___ Passage to read ___
I wrote this spring about the Irving, Texas-based Electronic Security Association launching a state-chartered chapter in Florida. Now ESA of Florida is about hold an inaugural event.

ESA created the new state chapter because Florida is home to so many security companies.

The Sept. 20 inaugural event, which will be a legislative dinner featuring the chairman of the Electrical Contractors' Licensing Board, Ken Hoffman, who will discuss licensing requirements in Florida and the function of the board, according to an ESA news release. Also, updates on ESA of Florida and the upcoming ESA Leadership Summit in Orlando (slated for this Feb. 18-21, 2013) will be shared.

Steve Paley, president of Rapid Security Solutions LLC and chairman of the ESA of Florida steering committee, said a prepared statement: “We're excited to kick off the activities of ESA of Florida with this legislative dinner. We're encouraging everyone interested in helping to grow the security integration and monitoring industry in Florida to attend.”
___
Exercise set:
a. Return the part of the ESA of Florida article from "I wrote this" up to and including "an inaugural event.", word for word.
b. Answer these questions using the ESA of Florida article:
(i) In which city and state is the Electronic Security Association based?
(ii) Who is the chairman of the Electrical Contractors' Licensing Board?
(iii) Which company is Steve Paley president of?
c. Write the next part of the article on ESA of Florida, starting after its final sentence.
___ Material supplied ___
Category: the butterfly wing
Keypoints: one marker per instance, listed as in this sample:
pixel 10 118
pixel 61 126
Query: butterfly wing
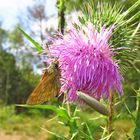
pixel 48 87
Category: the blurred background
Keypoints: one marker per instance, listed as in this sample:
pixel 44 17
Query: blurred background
pixel 20 70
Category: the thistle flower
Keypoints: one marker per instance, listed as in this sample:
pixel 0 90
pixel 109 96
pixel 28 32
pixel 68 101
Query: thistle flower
pixel 86 60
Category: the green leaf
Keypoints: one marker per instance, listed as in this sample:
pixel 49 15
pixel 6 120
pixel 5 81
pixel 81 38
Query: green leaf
pixel 96 105
pixel 61 112
pixel 37 45
pixel 54 134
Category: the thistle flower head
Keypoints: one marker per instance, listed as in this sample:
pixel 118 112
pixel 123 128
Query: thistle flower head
pixel 86 60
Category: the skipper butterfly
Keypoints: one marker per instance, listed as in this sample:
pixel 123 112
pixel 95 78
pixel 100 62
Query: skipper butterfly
pixel 48 87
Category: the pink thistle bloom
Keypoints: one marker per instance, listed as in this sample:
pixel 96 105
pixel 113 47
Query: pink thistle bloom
pixel 86 62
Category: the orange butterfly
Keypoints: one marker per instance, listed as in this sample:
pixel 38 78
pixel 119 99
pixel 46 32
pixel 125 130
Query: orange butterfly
pixel 48 87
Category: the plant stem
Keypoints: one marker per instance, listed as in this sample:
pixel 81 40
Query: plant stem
pixel 110 114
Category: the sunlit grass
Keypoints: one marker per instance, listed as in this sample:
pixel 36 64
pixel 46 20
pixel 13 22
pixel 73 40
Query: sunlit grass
pixel 33 124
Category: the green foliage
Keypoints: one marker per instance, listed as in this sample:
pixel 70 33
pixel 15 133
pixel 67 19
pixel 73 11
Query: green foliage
pixel 38 47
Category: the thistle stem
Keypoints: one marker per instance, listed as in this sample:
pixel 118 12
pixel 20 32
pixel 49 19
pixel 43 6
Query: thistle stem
pixel 110 129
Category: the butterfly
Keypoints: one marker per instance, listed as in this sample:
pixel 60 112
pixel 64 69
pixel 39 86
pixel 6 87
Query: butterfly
pixel 48 87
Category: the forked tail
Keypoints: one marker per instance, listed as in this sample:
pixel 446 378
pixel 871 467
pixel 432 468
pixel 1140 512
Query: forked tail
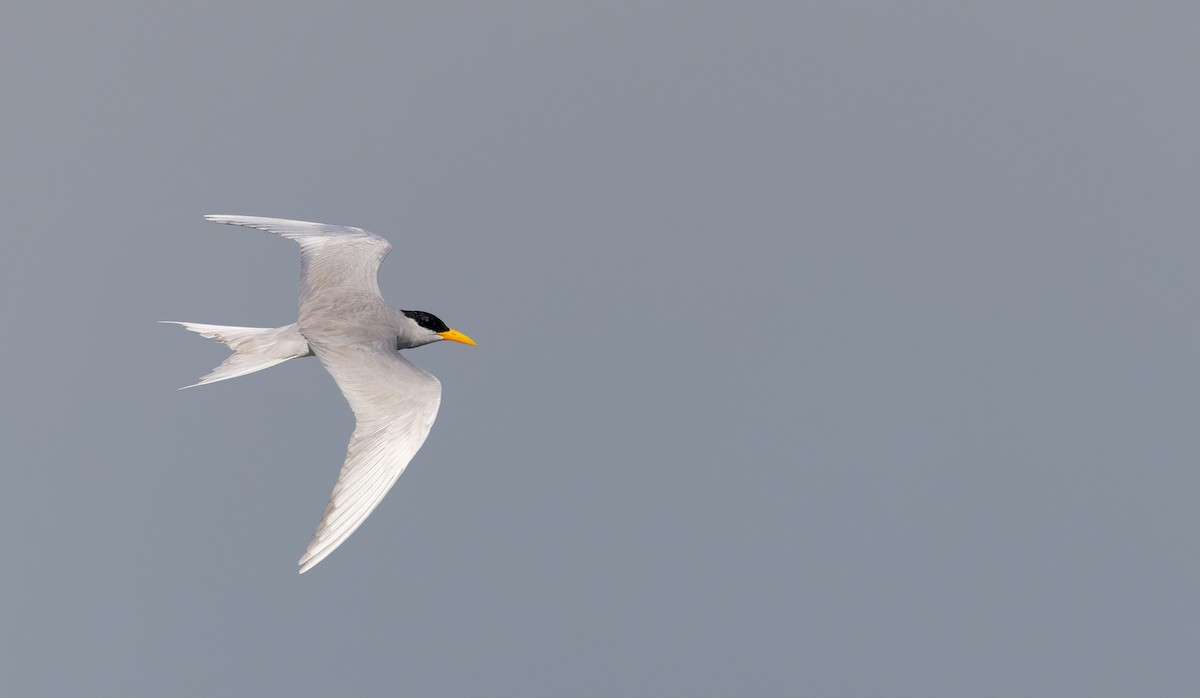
pixel 253 348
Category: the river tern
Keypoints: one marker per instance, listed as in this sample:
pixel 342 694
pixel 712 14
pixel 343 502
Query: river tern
pixel 345 323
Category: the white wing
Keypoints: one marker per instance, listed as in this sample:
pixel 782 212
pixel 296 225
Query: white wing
pixel 395 404
pixel 335 260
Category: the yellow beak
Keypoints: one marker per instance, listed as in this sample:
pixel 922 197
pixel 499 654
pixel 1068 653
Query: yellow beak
pixel 456 336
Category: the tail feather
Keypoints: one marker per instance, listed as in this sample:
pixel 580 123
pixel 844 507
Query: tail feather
pixel 255 348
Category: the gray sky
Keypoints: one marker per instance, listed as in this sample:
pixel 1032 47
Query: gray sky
pixel 825 349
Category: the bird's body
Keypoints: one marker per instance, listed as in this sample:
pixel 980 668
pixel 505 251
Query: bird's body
pixel 357 336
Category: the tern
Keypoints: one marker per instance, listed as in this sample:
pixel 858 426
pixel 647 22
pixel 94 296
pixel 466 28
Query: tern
pixel 345 323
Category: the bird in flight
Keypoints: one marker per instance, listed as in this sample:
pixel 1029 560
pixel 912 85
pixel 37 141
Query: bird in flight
pixel 345 323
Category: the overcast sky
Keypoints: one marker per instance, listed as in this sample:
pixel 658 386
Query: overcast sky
pixel 825 348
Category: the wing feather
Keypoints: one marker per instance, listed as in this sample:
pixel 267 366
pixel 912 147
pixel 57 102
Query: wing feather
pixel 335 260
pixel 394 404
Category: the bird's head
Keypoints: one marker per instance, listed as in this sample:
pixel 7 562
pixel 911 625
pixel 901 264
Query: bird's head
pixel 426 328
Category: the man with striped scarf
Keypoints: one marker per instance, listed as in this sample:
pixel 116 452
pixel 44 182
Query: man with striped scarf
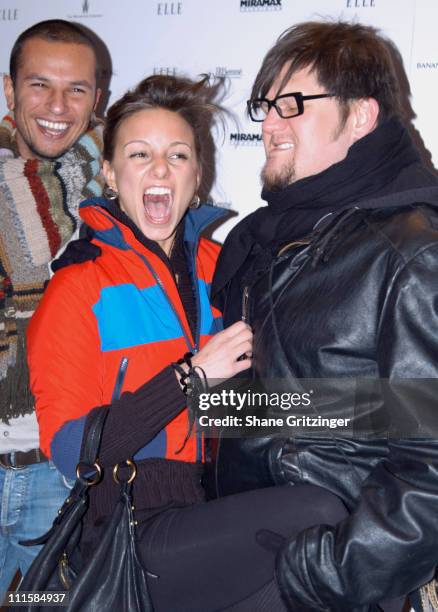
pixel 50 147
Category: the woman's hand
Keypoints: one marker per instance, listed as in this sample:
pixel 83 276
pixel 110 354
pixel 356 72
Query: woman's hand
pixel 219 358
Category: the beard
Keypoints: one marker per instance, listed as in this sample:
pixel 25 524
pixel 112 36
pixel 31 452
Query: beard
pixel 277 180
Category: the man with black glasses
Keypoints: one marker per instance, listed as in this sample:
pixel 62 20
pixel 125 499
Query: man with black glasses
pixel 338 278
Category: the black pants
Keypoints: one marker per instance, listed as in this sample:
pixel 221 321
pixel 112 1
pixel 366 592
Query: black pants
pixel 207 557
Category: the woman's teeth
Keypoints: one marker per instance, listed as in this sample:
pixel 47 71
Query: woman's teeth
pixel 157 203
pixel 57 126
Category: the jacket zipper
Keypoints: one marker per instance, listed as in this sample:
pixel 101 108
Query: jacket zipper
pixel 245 305
pixel 120 379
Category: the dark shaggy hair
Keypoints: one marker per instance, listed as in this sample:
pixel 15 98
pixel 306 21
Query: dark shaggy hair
pixel 350 60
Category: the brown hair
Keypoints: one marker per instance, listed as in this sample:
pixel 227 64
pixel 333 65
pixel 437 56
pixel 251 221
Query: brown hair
pixel 52 30
pixel 190 99
pixel 350 60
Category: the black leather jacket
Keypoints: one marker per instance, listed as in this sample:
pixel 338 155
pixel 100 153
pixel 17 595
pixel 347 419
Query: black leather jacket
pixel 357 299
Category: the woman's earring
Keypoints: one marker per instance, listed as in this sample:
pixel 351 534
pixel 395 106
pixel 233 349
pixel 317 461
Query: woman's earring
pixel 110 194
pixel 195 203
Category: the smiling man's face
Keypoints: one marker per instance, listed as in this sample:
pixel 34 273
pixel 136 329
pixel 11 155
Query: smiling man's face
pixel 305 145
pixel 53 96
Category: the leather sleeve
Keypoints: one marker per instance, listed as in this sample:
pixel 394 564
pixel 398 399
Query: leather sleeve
pixel 388 546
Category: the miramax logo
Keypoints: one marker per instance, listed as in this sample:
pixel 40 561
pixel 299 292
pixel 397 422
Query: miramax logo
pixel 260 5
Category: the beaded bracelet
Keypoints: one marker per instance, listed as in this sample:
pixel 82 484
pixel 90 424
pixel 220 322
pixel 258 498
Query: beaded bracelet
pixel 193 382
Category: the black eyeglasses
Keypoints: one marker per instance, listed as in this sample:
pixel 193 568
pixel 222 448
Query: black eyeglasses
pixel 286 105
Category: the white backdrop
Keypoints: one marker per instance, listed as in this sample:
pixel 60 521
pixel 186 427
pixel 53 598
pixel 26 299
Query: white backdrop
pixel 230 38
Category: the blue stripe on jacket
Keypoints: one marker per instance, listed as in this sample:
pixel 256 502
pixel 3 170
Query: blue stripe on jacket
pixel 129 316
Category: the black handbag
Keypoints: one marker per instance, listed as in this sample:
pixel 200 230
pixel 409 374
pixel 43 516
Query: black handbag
pixel 113 578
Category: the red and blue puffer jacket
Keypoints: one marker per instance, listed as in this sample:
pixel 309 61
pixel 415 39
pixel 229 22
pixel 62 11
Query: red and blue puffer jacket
pixel 124 307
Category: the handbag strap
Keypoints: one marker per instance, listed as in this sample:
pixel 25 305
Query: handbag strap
pixel 96 419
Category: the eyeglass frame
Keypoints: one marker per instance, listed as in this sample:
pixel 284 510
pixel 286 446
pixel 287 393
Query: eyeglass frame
pixel 299 98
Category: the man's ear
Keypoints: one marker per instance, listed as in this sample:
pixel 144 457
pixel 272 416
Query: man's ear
pixel 364 117
pixel 8 88
pixel 109 176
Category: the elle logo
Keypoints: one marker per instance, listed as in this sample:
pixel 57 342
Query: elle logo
pixel 169 8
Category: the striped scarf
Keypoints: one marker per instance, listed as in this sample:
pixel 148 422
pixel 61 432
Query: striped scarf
pixel 38 215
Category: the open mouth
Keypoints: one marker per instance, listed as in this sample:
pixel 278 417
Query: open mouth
pixel 157 203
pixel 52 128
pixel 282 146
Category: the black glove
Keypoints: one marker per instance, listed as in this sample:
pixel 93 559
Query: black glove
pixel 77 251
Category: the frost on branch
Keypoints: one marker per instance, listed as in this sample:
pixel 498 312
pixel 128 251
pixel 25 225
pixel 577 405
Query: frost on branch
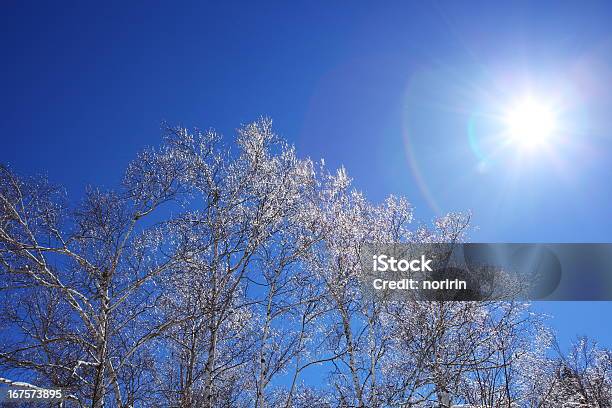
pixel 225 274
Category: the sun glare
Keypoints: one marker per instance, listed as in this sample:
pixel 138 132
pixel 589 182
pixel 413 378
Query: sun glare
pixel 530 123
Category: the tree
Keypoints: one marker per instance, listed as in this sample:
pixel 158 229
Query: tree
pixel 227 275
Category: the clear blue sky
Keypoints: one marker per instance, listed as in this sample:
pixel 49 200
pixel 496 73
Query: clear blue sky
pixel 406 96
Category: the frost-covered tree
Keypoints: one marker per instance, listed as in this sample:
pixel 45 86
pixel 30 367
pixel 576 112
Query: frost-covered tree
pixel 227 274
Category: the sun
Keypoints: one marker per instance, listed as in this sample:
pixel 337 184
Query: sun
pixel 530 123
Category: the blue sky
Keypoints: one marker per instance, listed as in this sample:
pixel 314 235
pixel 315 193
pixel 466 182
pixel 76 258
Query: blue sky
pixel 407 96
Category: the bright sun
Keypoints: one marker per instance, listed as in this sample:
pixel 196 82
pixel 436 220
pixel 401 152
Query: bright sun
pixel 530 123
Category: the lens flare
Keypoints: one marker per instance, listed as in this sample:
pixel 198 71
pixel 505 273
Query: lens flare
pixel 530 124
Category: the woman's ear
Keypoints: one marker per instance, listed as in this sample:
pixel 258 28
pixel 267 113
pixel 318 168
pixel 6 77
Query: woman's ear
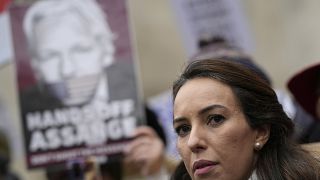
pixel 262 136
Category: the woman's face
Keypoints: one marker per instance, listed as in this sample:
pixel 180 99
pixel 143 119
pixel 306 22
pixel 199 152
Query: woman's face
pixel 214 138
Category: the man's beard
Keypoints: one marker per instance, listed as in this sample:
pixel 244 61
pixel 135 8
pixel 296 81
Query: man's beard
pixel 75 91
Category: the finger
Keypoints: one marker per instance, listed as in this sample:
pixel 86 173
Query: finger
pixel 145 131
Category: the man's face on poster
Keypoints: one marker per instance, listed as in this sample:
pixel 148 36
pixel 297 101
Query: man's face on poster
pixel 69 60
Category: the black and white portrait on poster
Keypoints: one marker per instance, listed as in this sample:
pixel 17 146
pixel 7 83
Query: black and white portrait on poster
pixel 76 77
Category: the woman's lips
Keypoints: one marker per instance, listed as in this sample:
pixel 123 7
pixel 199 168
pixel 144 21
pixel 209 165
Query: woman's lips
pixel 202 167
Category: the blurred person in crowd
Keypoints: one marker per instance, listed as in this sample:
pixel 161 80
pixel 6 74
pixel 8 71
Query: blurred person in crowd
pixel 230 125
pixel 305 87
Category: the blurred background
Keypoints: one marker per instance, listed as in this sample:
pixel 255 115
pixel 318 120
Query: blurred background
pixel 284 37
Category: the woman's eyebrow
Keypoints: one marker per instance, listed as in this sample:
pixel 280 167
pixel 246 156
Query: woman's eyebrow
pixel 178 119
pixel 211 107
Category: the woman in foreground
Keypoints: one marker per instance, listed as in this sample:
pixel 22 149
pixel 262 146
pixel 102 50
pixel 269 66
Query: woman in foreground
pixel 231 126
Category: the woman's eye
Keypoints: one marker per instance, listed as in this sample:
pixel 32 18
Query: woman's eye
pixel 215 119
pixel 182 130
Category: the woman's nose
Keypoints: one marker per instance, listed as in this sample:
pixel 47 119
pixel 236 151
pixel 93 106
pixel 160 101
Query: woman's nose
pixel 196 141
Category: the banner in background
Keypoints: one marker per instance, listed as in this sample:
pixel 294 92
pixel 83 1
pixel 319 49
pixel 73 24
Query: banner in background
pixel 76 79
pixel 202 19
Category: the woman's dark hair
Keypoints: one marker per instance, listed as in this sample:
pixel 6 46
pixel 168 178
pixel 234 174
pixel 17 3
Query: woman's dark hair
pixel 280 158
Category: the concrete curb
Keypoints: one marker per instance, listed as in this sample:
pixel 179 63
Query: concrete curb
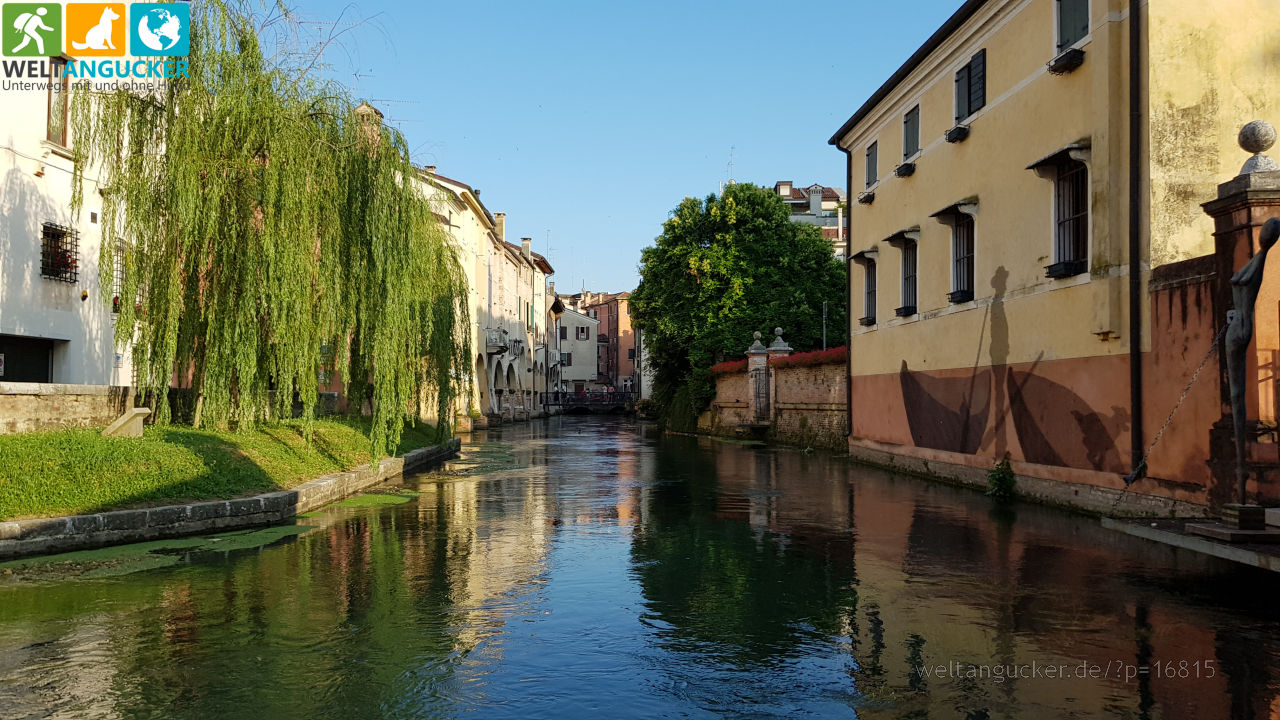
pixel 44 536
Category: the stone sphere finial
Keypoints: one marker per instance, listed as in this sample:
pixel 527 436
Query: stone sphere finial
pixel 1257 137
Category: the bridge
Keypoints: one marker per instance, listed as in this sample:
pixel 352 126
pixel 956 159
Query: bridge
pixel 589 401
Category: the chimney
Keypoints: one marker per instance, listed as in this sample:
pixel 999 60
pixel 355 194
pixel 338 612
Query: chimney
pixel 370 122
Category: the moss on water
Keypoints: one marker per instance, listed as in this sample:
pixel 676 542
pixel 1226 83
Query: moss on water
pixel 379 499
pixel 78 472
pixel 128 559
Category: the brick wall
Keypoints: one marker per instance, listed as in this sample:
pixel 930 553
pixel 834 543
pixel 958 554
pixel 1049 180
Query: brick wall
pixel 807 406
pixel 50 406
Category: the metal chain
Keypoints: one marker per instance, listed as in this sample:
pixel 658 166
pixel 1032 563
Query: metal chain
pixel 1182 399
pixel 1187 390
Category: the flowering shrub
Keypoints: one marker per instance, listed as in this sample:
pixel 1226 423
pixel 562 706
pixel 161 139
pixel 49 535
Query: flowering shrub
pixel 830 356
pixel 728 367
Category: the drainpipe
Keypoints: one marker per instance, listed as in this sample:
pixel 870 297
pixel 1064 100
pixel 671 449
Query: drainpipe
pixel 849 311
pixel 1136 238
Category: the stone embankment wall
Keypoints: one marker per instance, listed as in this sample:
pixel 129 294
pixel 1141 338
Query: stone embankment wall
pixel 77 532
pixel 51 406
pixel 807 406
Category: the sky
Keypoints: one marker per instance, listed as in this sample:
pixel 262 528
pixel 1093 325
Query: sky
pixel 589 122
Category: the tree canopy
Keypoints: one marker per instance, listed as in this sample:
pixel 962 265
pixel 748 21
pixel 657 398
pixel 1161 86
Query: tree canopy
pixel 261 231
pixel 723 268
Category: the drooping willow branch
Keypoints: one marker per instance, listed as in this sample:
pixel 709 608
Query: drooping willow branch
pixel 270 233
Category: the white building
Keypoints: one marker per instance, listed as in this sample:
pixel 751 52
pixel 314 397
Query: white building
pixel 508 302
pixel 577 346
pixel 56 323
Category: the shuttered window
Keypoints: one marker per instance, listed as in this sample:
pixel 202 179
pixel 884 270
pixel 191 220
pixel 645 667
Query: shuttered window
pixel 972 86
pixel 1073 22
pixel 912 132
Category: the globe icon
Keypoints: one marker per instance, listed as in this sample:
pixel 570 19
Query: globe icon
pixel 159 30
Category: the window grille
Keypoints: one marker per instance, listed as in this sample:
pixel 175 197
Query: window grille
pixel 961 254
pixel 59 253
pixel 1072 192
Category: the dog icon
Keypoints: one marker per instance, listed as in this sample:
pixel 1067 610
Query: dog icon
pixel 99 37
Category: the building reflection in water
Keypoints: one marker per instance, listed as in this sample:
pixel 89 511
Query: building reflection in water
pixel 919 574
pixel 583 561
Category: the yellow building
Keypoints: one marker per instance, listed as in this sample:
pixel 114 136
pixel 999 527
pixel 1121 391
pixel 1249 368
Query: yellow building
pixel 991 182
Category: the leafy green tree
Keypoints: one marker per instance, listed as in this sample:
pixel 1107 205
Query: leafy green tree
pixel 723 268
pixel 269 231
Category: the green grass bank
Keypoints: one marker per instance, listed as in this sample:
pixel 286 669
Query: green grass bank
pixel 78 472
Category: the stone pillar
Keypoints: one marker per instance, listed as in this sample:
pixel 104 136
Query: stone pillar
pixel 777 349
pixel 757 373
pixel 1242 206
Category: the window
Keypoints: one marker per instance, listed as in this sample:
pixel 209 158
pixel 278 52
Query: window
pixel 1073 22
pixel 961 259
pixel 1072 215
pixel 55 126
pixel 869 294
pixel 118 278
pixel 59 253
pixel 972 87
pixel 912 132
pixel 871 164
pixel 909 260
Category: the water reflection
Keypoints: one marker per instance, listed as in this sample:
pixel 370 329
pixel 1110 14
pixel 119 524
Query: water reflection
pixel 583 566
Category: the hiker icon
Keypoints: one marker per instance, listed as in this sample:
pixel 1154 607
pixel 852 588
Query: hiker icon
pixel 28 24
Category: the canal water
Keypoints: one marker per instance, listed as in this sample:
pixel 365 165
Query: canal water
pixel 590 568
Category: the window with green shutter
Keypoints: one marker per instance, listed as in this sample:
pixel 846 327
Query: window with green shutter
pixel 1073 22
pixel 912 132
pixel 871 164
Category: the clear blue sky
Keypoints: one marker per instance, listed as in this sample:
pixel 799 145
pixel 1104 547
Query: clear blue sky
pixel 594 119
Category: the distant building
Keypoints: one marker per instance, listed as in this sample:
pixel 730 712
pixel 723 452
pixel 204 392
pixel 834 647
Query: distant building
pixel 817 205
pixel 576 368
pixel 511 315
pixel 616 341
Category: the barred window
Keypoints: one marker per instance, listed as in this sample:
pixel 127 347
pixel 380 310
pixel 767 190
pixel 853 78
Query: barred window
pixel 59 253
pixel 869 296
pixel 961 259
pixel 1072 203
pixel 909 260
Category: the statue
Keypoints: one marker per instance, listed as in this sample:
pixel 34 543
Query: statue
pixel 1246 285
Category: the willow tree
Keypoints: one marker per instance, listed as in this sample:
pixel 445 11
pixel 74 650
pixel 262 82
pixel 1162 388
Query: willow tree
pixel 269 232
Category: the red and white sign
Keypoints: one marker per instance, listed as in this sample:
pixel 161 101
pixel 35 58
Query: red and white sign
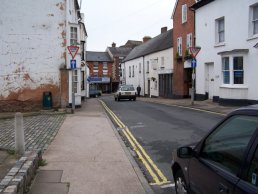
pixel 73 50
pixel 194 51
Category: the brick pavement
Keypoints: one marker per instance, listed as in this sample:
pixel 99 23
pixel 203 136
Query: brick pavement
pixel 39 131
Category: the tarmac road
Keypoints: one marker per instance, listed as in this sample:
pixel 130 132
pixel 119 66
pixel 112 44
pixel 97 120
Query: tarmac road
pixel 160 129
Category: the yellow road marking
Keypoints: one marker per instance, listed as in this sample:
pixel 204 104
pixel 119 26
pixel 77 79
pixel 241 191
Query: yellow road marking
pixel 137 148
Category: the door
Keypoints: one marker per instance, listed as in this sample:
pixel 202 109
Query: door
pixel 216 168
pixel 209 79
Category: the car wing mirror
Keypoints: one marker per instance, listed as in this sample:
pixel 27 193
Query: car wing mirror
pixel 185 152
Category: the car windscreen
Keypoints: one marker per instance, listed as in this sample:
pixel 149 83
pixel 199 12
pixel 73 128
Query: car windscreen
pixel 127 88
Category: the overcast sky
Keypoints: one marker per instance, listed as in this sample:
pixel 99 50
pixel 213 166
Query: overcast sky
pixel 117 21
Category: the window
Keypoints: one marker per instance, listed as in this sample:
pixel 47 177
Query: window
pixel 238 70
pixel 162 62
pixel 184 13
pixel 233 70
pixel 73 36
pixel 75 81
pixel 189 41
pixel 225 146
pixel 179 46
pixel 225 70
pixel 220 30
pixel 82 81
pixel 255 20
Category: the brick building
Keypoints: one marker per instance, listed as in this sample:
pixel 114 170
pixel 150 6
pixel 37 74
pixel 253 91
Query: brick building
pixel 183 38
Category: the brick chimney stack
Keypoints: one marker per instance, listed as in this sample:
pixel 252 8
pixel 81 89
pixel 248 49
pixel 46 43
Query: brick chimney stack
pixel 146 38
pixel 113 45
pixel 164 29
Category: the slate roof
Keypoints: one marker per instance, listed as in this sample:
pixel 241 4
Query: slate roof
pixel 119 51
pixel 161 42
pixel 98 56
pixel 200 4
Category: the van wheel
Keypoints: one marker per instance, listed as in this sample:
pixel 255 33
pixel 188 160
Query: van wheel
pixel 180 184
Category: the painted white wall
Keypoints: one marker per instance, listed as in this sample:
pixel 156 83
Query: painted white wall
pixel 237 36
pixel 142 77
pixel 31 42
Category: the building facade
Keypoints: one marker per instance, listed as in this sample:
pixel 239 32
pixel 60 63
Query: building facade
pixel 33 55
pixel 150 66
pixel 227 63
pixel 183 39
___
Per-task answers:
a.
I wrote this spring about the Irving, Texas-based Electronic Security Association launching a state-chartered chapter in Florida. Now ESA of Florida is about hold an inaugural event.

b.
(i) Irving, Texas
(ii) Ken Hoffman
(iii) Rapid Security Solutions LLC

c.
Hoffman also said in the news release: “The security industry in Florida is primed for growth, and I'm happy to be able to address companies looking to improve their businesses and serve their customers even better.”

The dinner will be held at 6 p.m. at
Ruth's Chris Steak House at 2525 North Federal Highway, Fort Lauderdale.

The event — which is sponsored by Interlogix, Honeywell, Telguard and Tri-Ed/Northern Video Distribution — is open to both ESA members and non-members. Registration for ESA members is free; non-member registration is $35.

For more information or to register, visit www.esaweb.org/event/ESAofFLDinner or call ESA's Member Service Center at (888) 447-1689.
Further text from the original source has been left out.